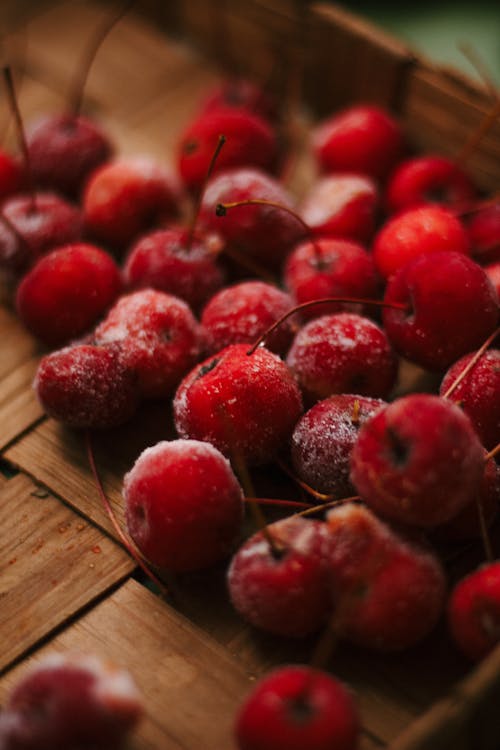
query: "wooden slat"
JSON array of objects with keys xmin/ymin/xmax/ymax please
[
  {"xmin": 0, "ymin": 472, "xmax": 134, "ymax": 672},
  {"xmin": 4, "ymin": 403, "xmax": 176, "ymax": 539},
  {"xmin": 402, "ymin": 62, "xmax": 500, "ymax": 192},
  {"xmin": 0, "ymin": 579, "xmax": 252, "ymax": 750}
]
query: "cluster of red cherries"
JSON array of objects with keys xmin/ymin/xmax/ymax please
[{"xmin": 1, "ymin": 48, "xmax": 500, "ymax": 750}]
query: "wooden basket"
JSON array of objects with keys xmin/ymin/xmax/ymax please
[{"xmin": 1, "ymin": 2, "xmax": 499, "ymax": 749}]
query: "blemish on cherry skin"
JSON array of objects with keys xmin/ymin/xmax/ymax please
[
  {"xmin": 386, "ymin": 426, "xmax": 411, "ymax": 467},
  {"xmin": 196, "ymin": 357, "xmax": 221, "ymax": 379},
  {"xmin": 183, "ymin": 140, "xmax": 198, "ymax": 155}
]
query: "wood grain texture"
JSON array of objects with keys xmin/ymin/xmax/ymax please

» WHAT YOU HAVE TO DO
Copy out each line of the records where the word "wooden" appears.

» REPLY TO THE TASK
query: "wooden slat"
query: "wooden basket"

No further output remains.